## Aim of the task
Without skipping anything, write out each record below exactly.

## Provided data
•••••
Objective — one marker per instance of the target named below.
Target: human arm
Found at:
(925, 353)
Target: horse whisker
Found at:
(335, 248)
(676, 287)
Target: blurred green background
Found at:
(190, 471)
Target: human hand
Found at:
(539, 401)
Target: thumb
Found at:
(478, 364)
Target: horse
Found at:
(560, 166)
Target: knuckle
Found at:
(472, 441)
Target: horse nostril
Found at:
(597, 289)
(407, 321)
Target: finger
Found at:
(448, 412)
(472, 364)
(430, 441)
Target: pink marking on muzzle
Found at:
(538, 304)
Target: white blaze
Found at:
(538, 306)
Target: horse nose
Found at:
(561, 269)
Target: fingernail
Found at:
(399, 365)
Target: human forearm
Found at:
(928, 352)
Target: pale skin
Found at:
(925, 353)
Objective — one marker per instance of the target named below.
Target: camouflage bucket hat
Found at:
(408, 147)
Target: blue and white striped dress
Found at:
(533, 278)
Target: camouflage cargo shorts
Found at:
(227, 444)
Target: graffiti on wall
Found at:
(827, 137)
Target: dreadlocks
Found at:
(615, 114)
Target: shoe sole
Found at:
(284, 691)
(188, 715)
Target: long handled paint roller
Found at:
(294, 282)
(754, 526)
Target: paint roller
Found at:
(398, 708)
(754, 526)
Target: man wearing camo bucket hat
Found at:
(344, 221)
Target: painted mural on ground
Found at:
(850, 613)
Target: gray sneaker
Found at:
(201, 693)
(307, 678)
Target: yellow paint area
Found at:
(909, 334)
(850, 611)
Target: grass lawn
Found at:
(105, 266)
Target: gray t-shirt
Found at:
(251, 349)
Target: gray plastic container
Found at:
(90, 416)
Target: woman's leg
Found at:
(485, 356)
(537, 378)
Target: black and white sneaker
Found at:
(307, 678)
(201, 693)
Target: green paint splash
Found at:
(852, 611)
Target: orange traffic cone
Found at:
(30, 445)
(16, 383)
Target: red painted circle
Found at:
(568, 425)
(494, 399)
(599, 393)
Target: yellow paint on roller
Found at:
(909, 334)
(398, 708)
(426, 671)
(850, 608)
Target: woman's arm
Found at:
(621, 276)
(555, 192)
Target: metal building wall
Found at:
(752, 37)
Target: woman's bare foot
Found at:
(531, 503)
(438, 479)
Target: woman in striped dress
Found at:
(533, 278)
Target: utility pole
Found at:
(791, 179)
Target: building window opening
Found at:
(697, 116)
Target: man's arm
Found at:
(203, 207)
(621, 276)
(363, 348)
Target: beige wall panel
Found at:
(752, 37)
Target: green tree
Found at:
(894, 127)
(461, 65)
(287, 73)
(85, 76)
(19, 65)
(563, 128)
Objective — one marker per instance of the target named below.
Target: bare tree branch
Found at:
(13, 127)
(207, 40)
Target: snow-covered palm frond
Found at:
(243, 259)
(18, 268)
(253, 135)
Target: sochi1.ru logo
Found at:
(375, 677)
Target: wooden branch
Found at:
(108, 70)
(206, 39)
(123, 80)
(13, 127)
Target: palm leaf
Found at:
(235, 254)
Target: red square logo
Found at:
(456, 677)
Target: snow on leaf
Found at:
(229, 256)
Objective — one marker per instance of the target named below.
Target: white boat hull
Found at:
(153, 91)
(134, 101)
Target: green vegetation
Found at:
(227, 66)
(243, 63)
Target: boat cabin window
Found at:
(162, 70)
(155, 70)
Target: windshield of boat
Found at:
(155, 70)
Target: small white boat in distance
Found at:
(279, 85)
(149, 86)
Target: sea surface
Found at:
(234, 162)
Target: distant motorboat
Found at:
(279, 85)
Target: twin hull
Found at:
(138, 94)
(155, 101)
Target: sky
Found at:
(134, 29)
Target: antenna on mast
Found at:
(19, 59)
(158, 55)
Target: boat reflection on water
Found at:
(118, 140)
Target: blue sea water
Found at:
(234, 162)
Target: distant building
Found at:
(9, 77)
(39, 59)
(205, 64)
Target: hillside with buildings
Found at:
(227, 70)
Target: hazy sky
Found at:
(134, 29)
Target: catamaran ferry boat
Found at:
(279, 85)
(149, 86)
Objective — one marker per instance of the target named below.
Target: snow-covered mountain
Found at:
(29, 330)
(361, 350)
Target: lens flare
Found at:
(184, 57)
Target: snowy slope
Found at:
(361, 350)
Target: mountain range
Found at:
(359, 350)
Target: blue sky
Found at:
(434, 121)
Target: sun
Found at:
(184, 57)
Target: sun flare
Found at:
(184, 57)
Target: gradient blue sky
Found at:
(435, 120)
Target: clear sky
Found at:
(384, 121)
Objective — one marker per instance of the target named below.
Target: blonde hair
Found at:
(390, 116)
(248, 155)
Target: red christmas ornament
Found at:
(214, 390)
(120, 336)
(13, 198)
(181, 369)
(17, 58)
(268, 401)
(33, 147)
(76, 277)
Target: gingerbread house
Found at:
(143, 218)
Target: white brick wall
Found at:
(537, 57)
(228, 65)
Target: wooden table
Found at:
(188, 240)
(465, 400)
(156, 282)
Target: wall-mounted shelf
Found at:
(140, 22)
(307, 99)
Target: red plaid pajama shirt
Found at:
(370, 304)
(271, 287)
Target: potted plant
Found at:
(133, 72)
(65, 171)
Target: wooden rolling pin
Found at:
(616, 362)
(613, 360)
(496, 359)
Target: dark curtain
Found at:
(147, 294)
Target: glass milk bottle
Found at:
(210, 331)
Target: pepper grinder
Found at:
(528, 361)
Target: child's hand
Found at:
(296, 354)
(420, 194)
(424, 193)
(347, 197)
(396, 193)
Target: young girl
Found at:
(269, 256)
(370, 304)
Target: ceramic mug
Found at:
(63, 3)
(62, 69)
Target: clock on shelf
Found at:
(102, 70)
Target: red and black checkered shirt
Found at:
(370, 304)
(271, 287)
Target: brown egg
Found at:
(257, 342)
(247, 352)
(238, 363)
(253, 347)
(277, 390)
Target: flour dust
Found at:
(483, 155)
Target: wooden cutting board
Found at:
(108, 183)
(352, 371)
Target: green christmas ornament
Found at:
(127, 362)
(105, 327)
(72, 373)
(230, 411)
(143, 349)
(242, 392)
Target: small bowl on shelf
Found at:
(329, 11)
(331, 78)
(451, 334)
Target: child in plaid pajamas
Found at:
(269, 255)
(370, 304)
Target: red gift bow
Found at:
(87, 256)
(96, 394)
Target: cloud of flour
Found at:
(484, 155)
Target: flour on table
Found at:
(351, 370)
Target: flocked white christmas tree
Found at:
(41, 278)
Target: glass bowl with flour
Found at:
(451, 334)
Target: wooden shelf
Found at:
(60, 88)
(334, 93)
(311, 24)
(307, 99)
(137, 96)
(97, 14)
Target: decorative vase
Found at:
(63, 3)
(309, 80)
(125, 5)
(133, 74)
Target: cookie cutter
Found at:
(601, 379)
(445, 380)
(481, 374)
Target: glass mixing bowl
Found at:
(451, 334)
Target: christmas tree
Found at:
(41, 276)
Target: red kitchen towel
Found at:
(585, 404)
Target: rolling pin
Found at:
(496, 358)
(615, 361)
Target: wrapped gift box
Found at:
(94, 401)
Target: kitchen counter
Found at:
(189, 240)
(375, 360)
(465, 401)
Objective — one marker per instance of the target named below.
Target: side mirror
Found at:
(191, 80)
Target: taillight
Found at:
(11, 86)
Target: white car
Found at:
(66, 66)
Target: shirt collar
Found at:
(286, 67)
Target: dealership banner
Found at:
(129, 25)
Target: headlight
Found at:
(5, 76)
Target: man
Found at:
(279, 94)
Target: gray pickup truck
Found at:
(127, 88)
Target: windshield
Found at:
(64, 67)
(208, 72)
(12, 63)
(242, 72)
•••••
## Solved exercise
Objective — one marker per instance of the target named below.
Target: human arm
Found at:
(925, 353)
Target: horse whisker
Found at:
(335, 248)
(676, 287)
Target: blurred green background
Found at:
(190, 471)
Target: human hand
Found at:
(539, 401)
Target: thumb
Found at:
(478, 364)
Target: horse
Found at:
(560, 166)
Target: knuckle
Found at:
(472, 441)
Target: horse nostril
Found at:
(597, 289)
(407, 321)
Target: finger
Found at:
(448, 412)
(472, 364)
(430, 441)
Target: pink marking on muzzle
Found at:
(538, 304)
Target: white blaze
Found at:
(538, 306)
Target: horse nose
Found at:
(561, 269)
Target: fingernail
Found at:
(399, 365)
Target: human forearm
Found at:
(928, 352)
Target: pale skin
Found at:
(925, 353)
Objective — one marker per instance of the target named below.
Target: camouflage bucket hat
Found at:
(408, 147)
Target: blue and white striped dress
Found at:
(533, 278)
Target: camouflage cargo shorts
Found at:
(227, 444)
Target: graffiti on wall
Found at:
(827, 137)
Target: dreadlocks
Found at:
(615, 114)
Target: shoe sole
Found at:
(284, 691)
(188, 715)
Target: long handled paint roller
Found at:
(294, 282)
(754, 526)
Target: paint roller
Found at:
(398, 708)
(754, 526)
Target: man wearing camo bucket hat
Found at:
(344, 221)
Target: painted mural on ground
Found at:
(850, 613)
Target: gray sneaker
Found at:
(201, 693)
(307, 678)
Target: yellow paint area
Found at:
(909, 334)
(850, 611)
Target: grass lawn
Found at:
(105, 266)
Target: gray t-shirt
Found at:
(251, 349)
Target: gray plastic container
Found at:
(90, 416)
Target: woman's leg
Found at:
(485, 356)
(537, 378)
Target: black and white sneaker
Found at:
(307, 678)
(201, 693)
Target: green paint splash
Found at:
(852, 611)
Target: orange traffic cone
Found at:
(30, 445)
(16, 383)
Target: red painted circle
Found at:
(568, 425)
(494, 399)
(599, 393)
Target: yellow paint on roller
Found at:
(909, 334)
(398, 708)
(426, 671)
(850, 608)
Target: woman's arm
Found at:
(621, 276)
(555, 192)
Target: metal building wall
Found at:
(752, 37)
Target: woman's bare foot
Found at:
(531, 503)
(438, 479)
Target: woman in striped dress
Found at:
(533, 278)
Target: utility pole
Found at:
(791, 179)
Target: building window opening
Found at:
(697, 116)
Target: man's arm
Found at:
(203, 207)
(621, 276)
(363, 348)
Target: beige wall panel
Found at:
(752, 37)
Target: green tree
Found at:
(894, 127)
(461, 65)
(287, 73)
(85, 76)
(19, 65)
(563, 128)
Objective — one marker per instance of the target named below.
Target: bare tree branch
Found at:
(13, 127)
(207, 40)
Target: snow-covered palm frond
Found at:
(243, 259)
(18, 268)
(253, 135)
Target: sochi1.ru logo
Found at:
(375, 677)
Target: wooden branch
Found at:
(108, 70)
(206, 39)
(123, 80)
(13, 127)
Target: palm leaf
Found at:
(235, 254)
Target: red square logo
Found at:
(456, 677)
Target: snow on leaf
Found at:
(229, 256)
Objective — one marker per instance of the target named below.
Target: white boat hull
Found at:
(153, 91)
(134, 101)
Target: green vegetation
Found at:
(227, 66)
(243, 63)
Target: boat cabin window
Found at:
(162, 70)
(155, 70)
Target: windshield of boat
Found at:
(155, 70)
Target: small white boat in distance
Found at:
(279, 85)
(149, 86)
Target: sea surface
Found at:
(234, 162)
Target: distant motorboat
Found at:
(279, 85)
Target: twin hull
Found at:
(138, 94)
(155, 101)
Target: sky
Found at:
(134, 29)
Target: antenna on mast
Found at:
(19, 59)
(158, 55)
Target: boat reflection on water
Found at:
(118, 140)
Target: blue sea water
Found at:
(234, 162)
Target: distant building
Found at:
(9, 77)
(39, 59)
(205, 64)
Target: hillside with buildings
Found at:
(227, 70)
Target: hazy sky
Found at:
(134, 29)
Target: catamaran ferry boat
Found at:
(279, 85)
(149, 86)
Objective — one marker per instance of the target named below.
Target: snow-covered mountain
Found at:
(29, 330)
(361, 350)
Target: lens flare
Found at:
(184, 57)
Target: snowy slope
Found at:
(361, 350)
Target: mountain range
Found at:
(359, 350)
Target: blue sky
Found at:
(434, 121)
Target: sun
Found at:
(184, 57)
Target: sun flare
Found at:
(184, 57)
Target: gradient blue sky
Found at:
(435, 120)
Target: clear sky
Found at:
(384, 121)
Objective — one marker per instance of the target named below.
Target: blonde hair
Found at:
(390, 116)
(248, 155)
Target: red christmas ornament
Found at:
(214, 390)
(120, 336)
(13, 198)
(181, 369)
(17, 58)
(268, 401)
(33, 147)
(76, 277)
Target: gingerbread house
Found at:
(143, 218)
Target: white brick wall
Found at:
(537, 57)
(228, 65)
Target: wooden table
Found at:
(188, 240)
(465, 400)
(156, 282)
Target: wall-mounted shelf
Found at:
(140, 22)
(307, 99)
Target: red plaid pajama shirt
Found at:
(370, 304)
(271, 287)
Target: potted plant
Found at:
(133, 72)
(65, 171)
Target: wooden rolling pin
Found at:
(616, 362)
(613, 360)
(496, 359)
Target: dark curtain
Found at:
(147, 294)
Target: glass milk bottle
Found at:
(210, 331)
Target: pepper grinder
Found at:
(528, 361)
Target: child's hand
Found at:
(296, 354)
(420, 194)
(424, 193)
(347, 197)
(396, 193)
Target: young girl
Found at:
(269, 256)
(370, 304)
Target: ceramic mug
Found at:
(63, 3)
(62, 69)
Target: clock on shelf
Found at:
(102, 70)
Target: red and black checkered shirt
Found at:
(370, 304)
(271, 287)
Target: brown egg
Found at:
(257, 342)
(247, 352)
(238, 363)
(253, 347)
(277, 390)
Target: flour dust
Found at:
(483, 155)
Target: wooden cutting board
Found at:
(108, 183)
(352, 371)
Target: green christmas ornament
Found at:
(127, 362)
(105, 327)
(72, 373)
(230, 411)
(143, 349)
(242, 392)
Target: small bowl on shelf
Found at:
(329, 11)
(331, 78)
(451, 334)
Target: child in plaid pajamas
Found at:
(269, 255)
(370, 304)
Target: red gift bow
Found at:
(87, 256)
(96, 394)
Target: cloud of flour
Found at:
(484, 155)
Target: flour on table
Found at:
(351, 370)
Target: flocked white christmas tree
Found at:
(41, 278)
Target: glass bowl with flour
Found at:
(451, 334)
Target: wooden shelf
Found at:
(60, 88)
(334, 93)
(311, 24)
(307, 99)
(137, 96)
(97, 14)
Target: decorative vase
Found at:
(63, 3)
(309, 80)
(125, 5)
(133, 74)
Target: cookie cutter
Found at:
(601, 379)
(445, 380)
(481, 374)
Target: glass mixing bowl
Found at:
(451, 334)
Target: christmas tree
Found at:
(41, 276)
Target: red kitchen towel
Found at:
(585, 404)
Target: rolling pin
Found at:
(496, 358)
(615, 361)
Target: wrapped gift box
Found at:
(94, 401)
Target: kitchen counter
Found at:
(189, 240)
(375, 360)
(465, 401)
Objective — one marker per instance of the target named below.
Target: side mirror
Found at:
(191, 80)
Target: taillight
Found at:
(11, 86)
Target: white car
Found at:
(66, 66)
Target: shirt collar
Found at:
(286, 67)
Target: dealership banner
Found at:
(129, 25)
Target: headlight
Found at:
(5, 76)
Target: man
Found at:
(279, 94)
Target: gray pickup truck
Found at:
(127, 88)
Target: windshield
Found at:
(64, 67)
(208, 72)
(12, 63)
(242, 72)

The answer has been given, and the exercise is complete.